## AIM OF THE TASK
Please print each record that follows precisely as it appears.
--- RECORDS TO PROCESS Enclosed Below ---
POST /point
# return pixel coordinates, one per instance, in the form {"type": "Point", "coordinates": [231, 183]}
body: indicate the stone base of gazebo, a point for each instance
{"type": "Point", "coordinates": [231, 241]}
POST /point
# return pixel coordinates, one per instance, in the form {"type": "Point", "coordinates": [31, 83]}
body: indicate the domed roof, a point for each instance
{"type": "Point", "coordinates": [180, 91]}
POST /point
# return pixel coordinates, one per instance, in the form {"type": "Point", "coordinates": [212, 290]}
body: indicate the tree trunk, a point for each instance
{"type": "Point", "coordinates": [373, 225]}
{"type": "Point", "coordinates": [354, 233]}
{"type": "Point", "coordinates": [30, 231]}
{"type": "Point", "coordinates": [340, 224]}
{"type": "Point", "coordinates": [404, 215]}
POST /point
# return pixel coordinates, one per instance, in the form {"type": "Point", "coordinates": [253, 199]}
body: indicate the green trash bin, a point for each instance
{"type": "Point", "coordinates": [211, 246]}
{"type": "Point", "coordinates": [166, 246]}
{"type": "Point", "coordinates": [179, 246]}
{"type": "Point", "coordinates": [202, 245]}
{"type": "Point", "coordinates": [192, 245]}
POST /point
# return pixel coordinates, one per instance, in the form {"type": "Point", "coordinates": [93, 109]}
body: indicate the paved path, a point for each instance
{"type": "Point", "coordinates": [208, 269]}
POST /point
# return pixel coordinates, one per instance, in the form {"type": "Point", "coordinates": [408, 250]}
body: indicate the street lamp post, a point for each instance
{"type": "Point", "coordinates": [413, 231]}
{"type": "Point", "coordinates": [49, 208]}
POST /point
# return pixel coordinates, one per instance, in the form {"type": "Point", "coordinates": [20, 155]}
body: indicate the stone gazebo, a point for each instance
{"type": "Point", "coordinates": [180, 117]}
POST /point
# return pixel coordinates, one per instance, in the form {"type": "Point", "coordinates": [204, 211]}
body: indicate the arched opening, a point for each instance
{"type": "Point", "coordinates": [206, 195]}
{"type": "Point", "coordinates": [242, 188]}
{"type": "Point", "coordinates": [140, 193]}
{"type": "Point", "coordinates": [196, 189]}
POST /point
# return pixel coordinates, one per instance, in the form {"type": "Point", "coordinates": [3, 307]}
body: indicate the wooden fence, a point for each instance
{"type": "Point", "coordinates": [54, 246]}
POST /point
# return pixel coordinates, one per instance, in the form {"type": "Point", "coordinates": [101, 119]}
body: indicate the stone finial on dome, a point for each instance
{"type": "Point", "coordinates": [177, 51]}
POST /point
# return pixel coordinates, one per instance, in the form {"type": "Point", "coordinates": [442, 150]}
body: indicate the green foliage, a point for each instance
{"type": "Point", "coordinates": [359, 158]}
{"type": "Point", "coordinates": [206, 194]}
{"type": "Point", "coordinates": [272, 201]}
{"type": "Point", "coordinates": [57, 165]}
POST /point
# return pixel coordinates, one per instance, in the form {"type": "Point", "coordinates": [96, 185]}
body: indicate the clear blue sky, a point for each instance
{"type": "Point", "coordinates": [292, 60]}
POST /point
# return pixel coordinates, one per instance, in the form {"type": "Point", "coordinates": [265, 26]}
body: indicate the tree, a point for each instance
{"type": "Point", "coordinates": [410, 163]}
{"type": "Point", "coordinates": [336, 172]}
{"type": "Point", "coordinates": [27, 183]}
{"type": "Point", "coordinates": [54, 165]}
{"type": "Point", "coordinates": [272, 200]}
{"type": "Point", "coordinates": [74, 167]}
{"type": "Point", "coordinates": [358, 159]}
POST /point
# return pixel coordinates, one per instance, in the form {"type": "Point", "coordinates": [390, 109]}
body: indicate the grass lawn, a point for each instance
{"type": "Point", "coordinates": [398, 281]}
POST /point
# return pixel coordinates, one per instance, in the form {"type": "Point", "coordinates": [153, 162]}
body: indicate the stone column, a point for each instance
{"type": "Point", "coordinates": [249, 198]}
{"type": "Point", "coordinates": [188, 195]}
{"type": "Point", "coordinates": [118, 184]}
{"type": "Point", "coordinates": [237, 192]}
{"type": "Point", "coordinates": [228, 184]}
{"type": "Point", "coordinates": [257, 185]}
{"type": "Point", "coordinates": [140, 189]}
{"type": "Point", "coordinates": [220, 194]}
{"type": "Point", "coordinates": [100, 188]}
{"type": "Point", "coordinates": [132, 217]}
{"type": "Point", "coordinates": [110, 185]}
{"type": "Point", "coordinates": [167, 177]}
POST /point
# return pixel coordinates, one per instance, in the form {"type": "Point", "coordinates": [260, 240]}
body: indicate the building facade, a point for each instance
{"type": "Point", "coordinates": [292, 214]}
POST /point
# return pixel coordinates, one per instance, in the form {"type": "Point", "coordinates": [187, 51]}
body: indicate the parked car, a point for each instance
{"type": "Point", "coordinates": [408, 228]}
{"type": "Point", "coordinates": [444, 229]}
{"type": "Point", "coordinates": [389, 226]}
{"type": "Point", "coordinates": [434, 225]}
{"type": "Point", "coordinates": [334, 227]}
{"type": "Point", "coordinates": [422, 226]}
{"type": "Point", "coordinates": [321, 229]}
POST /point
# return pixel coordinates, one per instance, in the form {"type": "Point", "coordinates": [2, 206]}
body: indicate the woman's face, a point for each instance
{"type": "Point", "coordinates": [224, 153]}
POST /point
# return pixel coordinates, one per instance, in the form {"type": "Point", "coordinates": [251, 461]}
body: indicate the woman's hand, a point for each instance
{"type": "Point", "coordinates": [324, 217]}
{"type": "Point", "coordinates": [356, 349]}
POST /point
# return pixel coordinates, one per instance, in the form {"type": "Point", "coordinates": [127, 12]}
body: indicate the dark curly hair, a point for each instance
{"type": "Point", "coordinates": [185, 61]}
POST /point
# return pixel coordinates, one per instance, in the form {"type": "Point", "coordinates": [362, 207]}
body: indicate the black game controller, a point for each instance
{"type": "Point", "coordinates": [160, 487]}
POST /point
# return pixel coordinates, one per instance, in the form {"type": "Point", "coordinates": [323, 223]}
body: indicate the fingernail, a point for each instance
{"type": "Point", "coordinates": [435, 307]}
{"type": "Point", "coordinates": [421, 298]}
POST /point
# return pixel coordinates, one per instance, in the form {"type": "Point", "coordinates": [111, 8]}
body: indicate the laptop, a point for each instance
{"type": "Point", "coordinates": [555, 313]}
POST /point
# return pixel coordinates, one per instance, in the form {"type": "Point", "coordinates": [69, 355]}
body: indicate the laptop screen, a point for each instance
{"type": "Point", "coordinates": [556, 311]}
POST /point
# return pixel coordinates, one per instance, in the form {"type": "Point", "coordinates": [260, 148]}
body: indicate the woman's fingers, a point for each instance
--- End of Enclosed RECORDS TO PROCESS ---
## RESULT FOR THIS EXERCISE
POST /point
# return pixel coordinates, one per instance, in the form {"type": "Point", "coordinates": [231, 183]}
body: indicate the stone base of gazebo, a point for each instance
{"type": "Point", "coordinates": [231, 241]}
POST /point
# return pixel coordinates, one per instance, in the form {"type": "Point", "coordinates": [31, 83]}
body: indicate the domed roof, a point for each instance
{"type": "Point", "coordinates": [180, 91]}
POST /point
# return pixel coordinates, one per instance, in the form {"type": "Point", "coordinates": [212, 290]}
body: indicate the tree trunk, a point for each instance
{"type": "Point", "coordinates": [373, 225]}
{"type": "Point", "coordinates": [354, 233]}
{"type": "Point", "coordinates": [30, 231]}
{"type": "Point", "coordinates": [340, 224]}
{"type": "Point", "coordinates": [404, 215]}
POST /point
# return pixel coordinates, one per instance, in the form {"type": "Point", "coordinates": [253, 199]}
body: indicate the green trash bin, a point for each instance
{"type": "Point", "coordinates": [211, 246]}
{"type": "Point", "coordinates": [166, 246]}
{"type": "Point", "coordinates": [179, 246]}
{"type": "Point", "coordinates": [202, 245]}
{"type": "Point", "coordinates": [192, 245]}
POST /point
# return pixel coordinates, one per instance, in the form {"type": "Point", "coordinates": [93, 109]}
body: indicate the paved path, a point for each instance
{"type": "Point", "coordinates": [208, 269]}
POST /point
# return pixel coordinates, one per instance, in the form {"type": "Point", "coordinates": [408, 250]}
body: indicate the street lamp post, a point for each instance
{"type": "Point", "coordinates": [413, 231]}
{"type": "Point", "coordinates": [49, 208]}
POST /point
# return pixel coordinates, one per instance, in the form {"type": "Point", "coordinates": [20, 155]}
body: indicate the stone gazebo, a point for each instance
{"type": "Point", "coordinates": [180, 117]}
POST /point
# return pixel coordinates, one per instance, in the form {"type": "Point", "coordinates": [204, 211]}
body: indicate the arched opening, a point for each instance
{"type": "Point", "coordinates": [206, 195]}
{"type": "Point", "coordinates": [242, 188]}
{"type": "Point", "coordinates": [140, 193]}
{"type": "Point", "coordinates": [196, 189]}
POST /point
# return pixel coordinates, one per instance, in the form {"type": "Point", "coordinates": [3, 307]}
body: indicate the wooden fence, a point for each instance
{"type": "Point", "coordinates": [54, 246]}
POST /point
# return pixel coordinates, one per instance, in the form {"type": "Point", "coordinates": [101, 119]}
body: indicate the stone finial on dome, a point for each instance
{"type": "Point", "coordinates": [177, 51]}
POST /point
# return pixel coordinates, one per instance, in the form {"type": "Point", "coordinates": [442, 150]}
body: indicate the green foliage, a point for each instance
{"type": "Point", "coordinates": [359, 158]}
{"type": "Point", "coordinates": [206, 194]}
{"type": "Point", "coordinates": [272, 201]}
{"type": "Point", "coordinates": [57, 165]}
POST /point
# return pixel coordinates, one per instance, in the form {"type": "Point", "coordinates": [96, 185]}
body: indicate the clear blue sky, a point for each instance
{"type": "Point", "coordinates": [292, 60]}
POST /point
# return pixel coordinates, one per instance, in the form {"type": "Point", "coordinates": [265, 26]}
body: indicate the tree, a point for each instance
{"type": "Point", "coordinates": [410, 163]}
{"type": "Point", "coordinates": [336, 172]}
{"type": "Point", "coordinates": [27, 183]}
{"type": "Point", "coordinates": [54, 165]}
{"type": "Point", "coordinates": [272, 200]}
{"type": "Point", "coordinates": [74, 167]}
{"type": "Point", "coordinates": [358, 159]}
POST /point
# return pixel coordinates, one per instance, in the form {"type": "Point", "coordinates": [390, 109]}
body: indicate the grass lawn, a point for each instance
{"type": "Point", "coordinates": [398, 281]}
POST /point
# return pixel coordinates, one per instance, in the form {"type": "Point", "coordinates": [153, 162]}
body: indicate the stone column, a point for each instance
{"type": "Point", "coordinates": [249, 198]}
{"type": "Point", "coordinates": [188, 195]}
{"type": "Point", "coordinates": [118, 184]}
{"type": "Point", "coordinates": [237, 192]}
{"type": "Point", "coordinates": [228, 184]}
{"type": "Point", "coordinates": [257, 185]}
{"type": "Point", "coordinates": [140, 189]}
{"type": "Point", "coordinates": [220, 194]}
{"type": "Point", "coordinates": [100, 188]}
{"type": "Point", "coordinates": [132, 217]}
{"type": "Point", "coordinates": [110, 185]}
{"type": "Point", "coordinates": [167, 177]}
POST /point
# return pixel coordinates, one per instance, in the form {"type": "Point", "coordinates": [260, 240]}
body: indicate the building facade, a point for each instance
{"type": "Point", "coordinates": [292, 214]}
POST /point
# return pixel coordinates, one per instance, in the form {"type": "Point", "coordinates": [187, 51]}
body: indicate the parked car, a point for each instance
{"type": "Point", "coordinates": [408, 228]}
{"type": "Point", "coordinates": [444, 229]}
{"type": "Point", "coordinates": [389, 226]}
{"type": "Point", "coordinates": [434, 225]}
{"type": "Point", "coordinates": [334, 227]}
{"type": "Point", "coordinates": [422, 226]}
{"type": "Point", "coordinates": [321, 229]}
POST /point
# return pixel coordinates, one per instance, in the form {"type": "Point", "coordinates": [2, 206]}
body: indicate the woman's face, a point for each instance
{"type": "Point", "coordinates": [224, 153]}
POST /point
# return pixel coordinates, one per instance, in the form {"type": "Point", "coordinates": [251, 461]}
body: indicate the woman's hand, a point for each instance
{"type": "Point", "coordinates": [324, 217]}
{"type": "Point", "coordinates": [356, 349]}
POST /point
# return pixel coordinates, one per instance, in the form {"type": "Point", "coordinates": [127, 12]}
body: indicate the dark curly hair, a point for each instance
{"type": "Point", "coordinates": [185, 61]}
POST /point
# return pixel coordinates, one per instance, in the form {"type": "Point", "coordinates": [362, 207]}
body: indicate the black game controller, a point for each instance
{"type": "Point", "coordinates": [160, 487]}
POST /point
# return pixel coordinates, one per instance, in the form {"type": "Point", "coordinates": [323, 223]}
body: indicate the fingernail, a point for each instance
{"type": "Point", "coordinates": [435, 307]}
{"type": "Point", "coordinates": [421, 298]}
POST /point
# return pixel coordinates, one per instance, in the form {"type": "Point", "coordinates": [111, 8]}
body: indicate the laptop, a point for each instance
{"type": "Point", "coordinates": [555, 313]}
POST /point
# return pixel coordinates, one per instance, in the form {"type": "Point", "coordinates": [69, 355]}
body: indicate the laptop screen, a point for each instance
{"type": "Point", "coordinates": [556, 311]}
POST /point
# return pixel coordinates, one per instance, in the form {"type": "Point", "coordinates": [260, 148]}
body: indicate the woman's fingers, a point for each instance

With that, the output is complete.